▶ _EXERCISE BRIEF_
Starting at the line containing "of the chair" and ending at the line containing "of the house", print every line of the material below exactly, both ends included, and stop there.

(DATA FOR PROCESSING)

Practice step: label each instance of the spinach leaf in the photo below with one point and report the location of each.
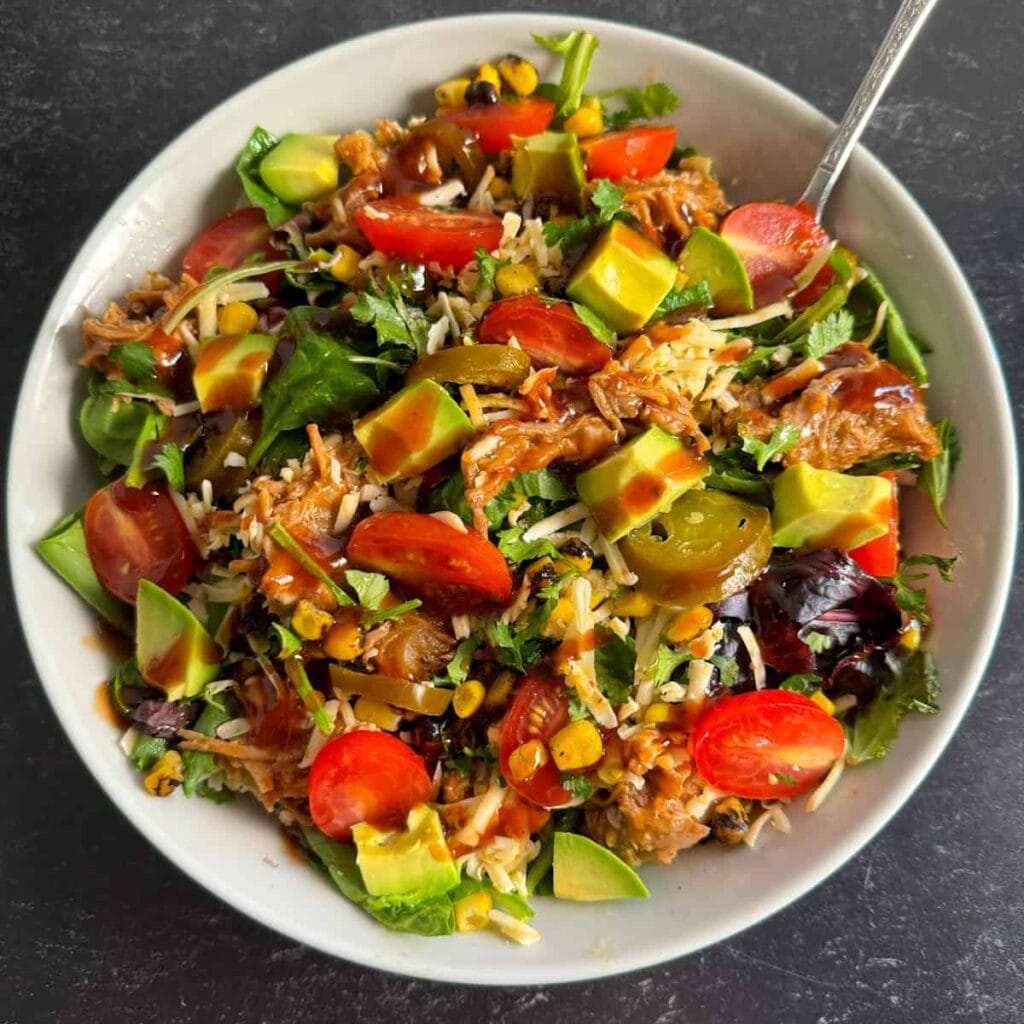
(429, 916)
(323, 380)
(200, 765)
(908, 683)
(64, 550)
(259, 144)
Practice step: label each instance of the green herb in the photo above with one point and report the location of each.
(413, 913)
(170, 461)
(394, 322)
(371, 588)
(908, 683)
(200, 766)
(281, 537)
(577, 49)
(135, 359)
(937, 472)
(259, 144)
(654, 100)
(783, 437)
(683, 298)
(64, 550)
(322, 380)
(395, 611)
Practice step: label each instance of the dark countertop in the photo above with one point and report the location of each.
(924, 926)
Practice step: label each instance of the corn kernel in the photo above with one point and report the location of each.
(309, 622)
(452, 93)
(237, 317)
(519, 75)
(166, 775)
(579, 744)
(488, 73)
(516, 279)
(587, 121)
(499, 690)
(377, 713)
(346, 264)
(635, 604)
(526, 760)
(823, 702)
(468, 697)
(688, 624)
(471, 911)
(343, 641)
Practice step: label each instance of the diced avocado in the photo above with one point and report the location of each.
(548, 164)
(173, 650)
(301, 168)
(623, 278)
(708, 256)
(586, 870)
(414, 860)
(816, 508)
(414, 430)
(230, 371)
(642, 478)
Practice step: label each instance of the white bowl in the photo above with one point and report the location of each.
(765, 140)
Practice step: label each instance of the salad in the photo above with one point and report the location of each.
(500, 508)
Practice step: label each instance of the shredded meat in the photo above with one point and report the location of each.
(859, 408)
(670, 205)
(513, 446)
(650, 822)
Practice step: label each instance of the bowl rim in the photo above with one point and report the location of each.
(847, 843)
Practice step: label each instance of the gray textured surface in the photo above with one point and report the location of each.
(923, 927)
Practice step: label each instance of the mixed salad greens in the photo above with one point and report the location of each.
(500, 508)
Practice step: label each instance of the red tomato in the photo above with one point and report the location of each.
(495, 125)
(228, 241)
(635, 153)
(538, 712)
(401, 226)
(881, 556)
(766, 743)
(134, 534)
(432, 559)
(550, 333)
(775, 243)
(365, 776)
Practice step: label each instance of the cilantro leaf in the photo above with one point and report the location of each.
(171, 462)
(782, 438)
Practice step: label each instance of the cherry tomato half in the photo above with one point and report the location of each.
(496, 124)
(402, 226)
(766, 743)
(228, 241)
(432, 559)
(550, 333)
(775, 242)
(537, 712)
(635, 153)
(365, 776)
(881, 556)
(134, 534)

(End DATA FOR PROCESSING)
(DATA FOR PROCESSING)

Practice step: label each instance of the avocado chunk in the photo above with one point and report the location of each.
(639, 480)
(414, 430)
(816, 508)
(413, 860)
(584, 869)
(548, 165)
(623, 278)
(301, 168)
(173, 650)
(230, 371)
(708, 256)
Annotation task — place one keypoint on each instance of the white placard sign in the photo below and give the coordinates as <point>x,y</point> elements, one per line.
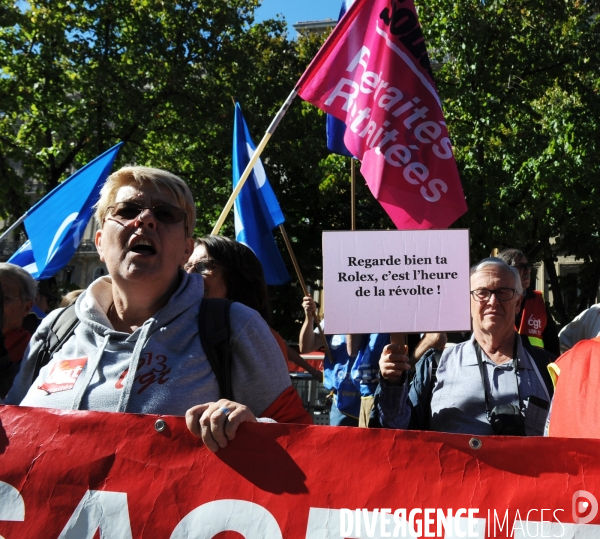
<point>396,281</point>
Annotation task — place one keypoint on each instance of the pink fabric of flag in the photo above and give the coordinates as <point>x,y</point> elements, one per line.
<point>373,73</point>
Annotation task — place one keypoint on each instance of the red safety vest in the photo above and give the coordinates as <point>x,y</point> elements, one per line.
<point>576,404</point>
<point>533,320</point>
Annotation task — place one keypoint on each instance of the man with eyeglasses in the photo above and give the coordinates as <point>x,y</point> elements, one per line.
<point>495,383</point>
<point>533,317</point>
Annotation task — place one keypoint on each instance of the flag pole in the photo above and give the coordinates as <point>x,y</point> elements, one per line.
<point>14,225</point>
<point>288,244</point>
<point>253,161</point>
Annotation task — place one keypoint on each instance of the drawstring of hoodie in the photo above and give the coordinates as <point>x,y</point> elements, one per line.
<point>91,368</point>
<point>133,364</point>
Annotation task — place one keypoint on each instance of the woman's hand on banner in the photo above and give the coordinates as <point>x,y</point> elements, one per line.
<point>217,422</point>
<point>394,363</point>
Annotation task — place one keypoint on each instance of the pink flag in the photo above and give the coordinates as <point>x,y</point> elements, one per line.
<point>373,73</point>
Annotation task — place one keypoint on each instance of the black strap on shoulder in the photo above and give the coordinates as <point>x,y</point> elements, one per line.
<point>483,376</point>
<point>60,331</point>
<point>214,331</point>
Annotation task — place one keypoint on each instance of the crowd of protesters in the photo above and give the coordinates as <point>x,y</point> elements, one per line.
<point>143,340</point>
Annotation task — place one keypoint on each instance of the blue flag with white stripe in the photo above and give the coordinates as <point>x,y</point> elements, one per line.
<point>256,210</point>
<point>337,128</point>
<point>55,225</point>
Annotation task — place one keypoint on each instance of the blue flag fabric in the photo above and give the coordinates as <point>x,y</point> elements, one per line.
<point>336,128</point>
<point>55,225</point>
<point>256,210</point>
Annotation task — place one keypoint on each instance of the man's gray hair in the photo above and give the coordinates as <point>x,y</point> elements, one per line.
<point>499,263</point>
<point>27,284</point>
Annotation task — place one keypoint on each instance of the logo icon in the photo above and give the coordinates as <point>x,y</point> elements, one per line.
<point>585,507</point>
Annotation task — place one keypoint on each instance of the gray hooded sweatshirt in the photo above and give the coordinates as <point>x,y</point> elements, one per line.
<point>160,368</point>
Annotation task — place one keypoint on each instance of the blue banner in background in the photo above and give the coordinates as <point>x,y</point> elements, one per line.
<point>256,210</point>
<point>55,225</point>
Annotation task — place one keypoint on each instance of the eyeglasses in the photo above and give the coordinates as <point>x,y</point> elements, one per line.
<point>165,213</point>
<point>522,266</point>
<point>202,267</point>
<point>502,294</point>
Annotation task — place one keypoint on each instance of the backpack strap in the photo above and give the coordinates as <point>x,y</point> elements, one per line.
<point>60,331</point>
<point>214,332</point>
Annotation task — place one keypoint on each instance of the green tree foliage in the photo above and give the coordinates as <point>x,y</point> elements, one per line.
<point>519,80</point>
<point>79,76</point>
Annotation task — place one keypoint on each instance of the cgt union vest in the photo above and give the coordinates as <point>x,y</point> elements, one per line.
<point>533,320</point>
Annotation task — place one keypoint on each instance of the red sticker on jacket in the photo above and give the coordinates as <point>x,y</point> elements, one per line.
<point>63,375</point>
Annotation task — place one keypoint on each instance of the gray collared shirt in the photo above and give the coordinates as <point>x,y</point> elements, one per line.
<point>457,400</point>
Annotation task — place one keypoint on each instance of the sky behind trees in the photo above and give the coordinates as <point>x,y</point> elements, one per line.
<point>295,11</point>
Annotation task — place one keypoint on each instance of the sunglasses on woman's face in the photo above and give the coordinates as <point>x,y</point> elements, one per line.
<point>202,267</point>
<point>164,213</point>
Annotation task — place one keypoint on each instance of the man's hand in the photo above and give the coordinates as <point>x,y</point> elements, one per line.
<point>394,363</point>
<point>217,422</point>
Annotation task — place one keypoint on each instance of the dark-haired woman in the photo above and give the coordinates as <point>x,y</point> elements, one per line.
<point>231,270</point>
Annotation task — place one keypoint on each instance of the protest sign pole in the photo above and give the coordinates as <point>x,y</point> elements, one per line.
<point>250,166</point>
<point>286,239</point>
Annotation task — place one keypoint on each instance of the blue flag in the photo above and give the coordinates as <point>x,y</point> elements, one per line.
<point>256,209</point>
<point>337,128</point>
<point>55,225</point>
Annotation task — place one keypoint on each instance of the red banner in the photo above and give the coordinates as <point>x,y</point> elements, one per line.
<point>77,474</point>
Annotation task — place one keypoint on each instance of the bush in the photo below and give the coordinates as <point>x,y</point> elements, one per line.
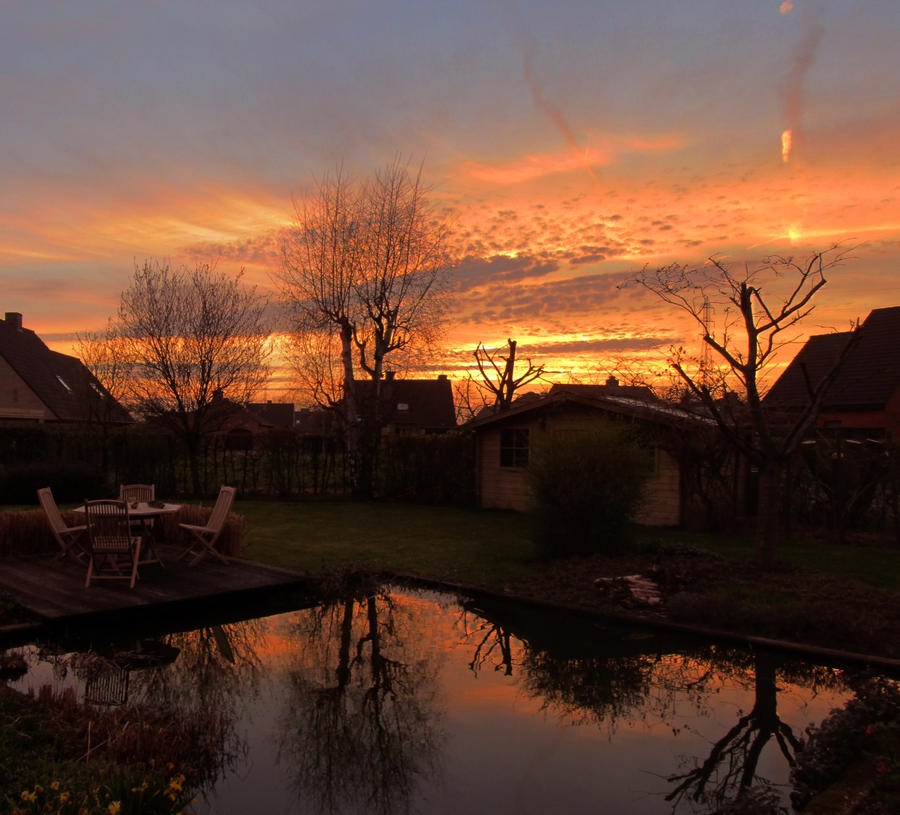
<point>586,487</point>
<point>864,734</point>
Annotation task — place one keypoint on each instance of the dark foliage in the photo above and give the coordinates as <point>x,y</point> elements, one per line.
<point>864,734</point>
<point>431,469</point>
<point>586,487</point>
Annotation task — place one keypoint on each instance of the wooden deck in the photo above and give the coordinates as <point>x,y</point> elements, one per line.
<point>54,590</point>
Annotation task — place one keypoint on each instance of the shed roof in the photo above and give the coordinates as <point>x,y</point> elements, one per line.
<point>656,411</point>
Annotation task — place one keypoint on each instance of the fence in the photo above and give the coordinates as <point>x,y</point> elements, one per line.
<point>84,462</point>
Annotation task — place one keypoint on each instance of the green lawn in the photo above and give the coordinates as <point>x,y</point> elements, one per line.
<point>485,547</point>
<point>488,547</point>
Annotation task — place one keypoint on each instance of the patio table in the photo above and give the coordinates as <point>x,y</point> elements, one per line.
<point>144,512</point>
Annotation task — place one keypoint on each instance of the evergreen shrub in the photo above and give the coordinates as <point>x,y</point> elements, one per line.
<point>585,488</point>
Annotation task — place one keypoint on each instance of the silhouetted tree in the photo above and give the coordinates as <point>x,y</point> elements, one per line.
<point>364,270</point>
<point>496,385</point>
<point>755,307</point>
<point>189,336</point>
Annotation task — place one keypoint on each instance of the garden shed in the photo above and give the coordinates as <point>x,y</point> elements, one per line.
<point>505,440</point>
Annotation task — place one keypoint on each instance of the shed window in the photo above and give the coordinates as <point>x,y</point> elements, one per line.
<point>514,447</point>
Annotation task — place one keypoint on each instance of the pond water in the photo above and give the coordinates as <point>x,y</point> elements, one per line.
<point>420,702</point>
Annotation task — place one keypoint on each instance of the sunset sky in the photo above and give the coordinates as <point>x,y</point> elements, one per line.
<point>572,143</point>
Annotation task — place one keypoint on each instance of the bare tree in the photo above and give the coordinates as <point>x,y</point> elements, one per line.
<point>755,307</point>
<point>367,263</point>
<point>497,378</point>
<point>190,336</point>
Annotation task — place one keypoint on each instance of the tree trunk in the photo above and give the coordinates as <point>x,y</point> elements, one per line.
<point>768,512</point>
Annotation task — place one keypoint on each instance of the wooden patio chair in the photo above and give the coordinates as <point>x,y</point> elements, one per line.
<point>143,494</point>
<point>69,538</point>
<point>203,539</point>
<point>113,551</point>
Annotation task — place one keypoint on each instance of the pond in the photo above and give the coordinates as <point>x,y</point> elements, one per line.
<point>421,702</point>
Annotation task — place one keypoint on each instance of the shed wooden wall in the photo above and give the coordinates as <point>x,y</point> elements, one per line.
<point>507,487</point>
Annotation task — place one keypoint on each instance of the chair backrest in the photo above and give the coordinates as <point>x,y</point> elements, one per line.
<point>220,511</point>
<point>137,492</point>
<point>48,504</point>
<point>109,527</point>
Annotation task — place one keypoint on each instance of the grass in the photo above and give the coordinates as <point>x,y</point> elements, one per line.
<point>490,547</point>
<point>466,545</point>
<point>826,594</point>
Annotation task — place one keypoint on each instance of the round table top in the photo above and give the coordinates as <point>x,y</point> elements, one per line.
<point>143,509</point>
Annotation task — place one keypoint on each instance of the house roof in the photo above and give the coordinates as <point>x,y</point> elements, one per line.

(End DATA FOR PROCESSING)

▶ _TASK RESULT_
Annotation task — place one keypoint on each instance of the chair backrest in the photo above and give the coordinates as <point>x,y</point> elements, one per line.
<point>220,511</point>
<point>137,492</point>
<point>48,504</point>
<point>109,527</point>
Annotation task — place one keypoint on each instance of the grass in the photo above and give the coordinates as <point>x,y</point> elements, one per line.
<point>490,547</point>
<point>466,545</point>
<point>826,594</point>
Annotation task — place one keypoint on each instance of the round table top in the photo above and give the coordinates as <point>x,y</point> elements, one per line.
<point>143,509</point>
Annotation task — place one keypoint on each instance of the house roof in the photo above and give the coordinates as <point>x,y</point> elements, one per line.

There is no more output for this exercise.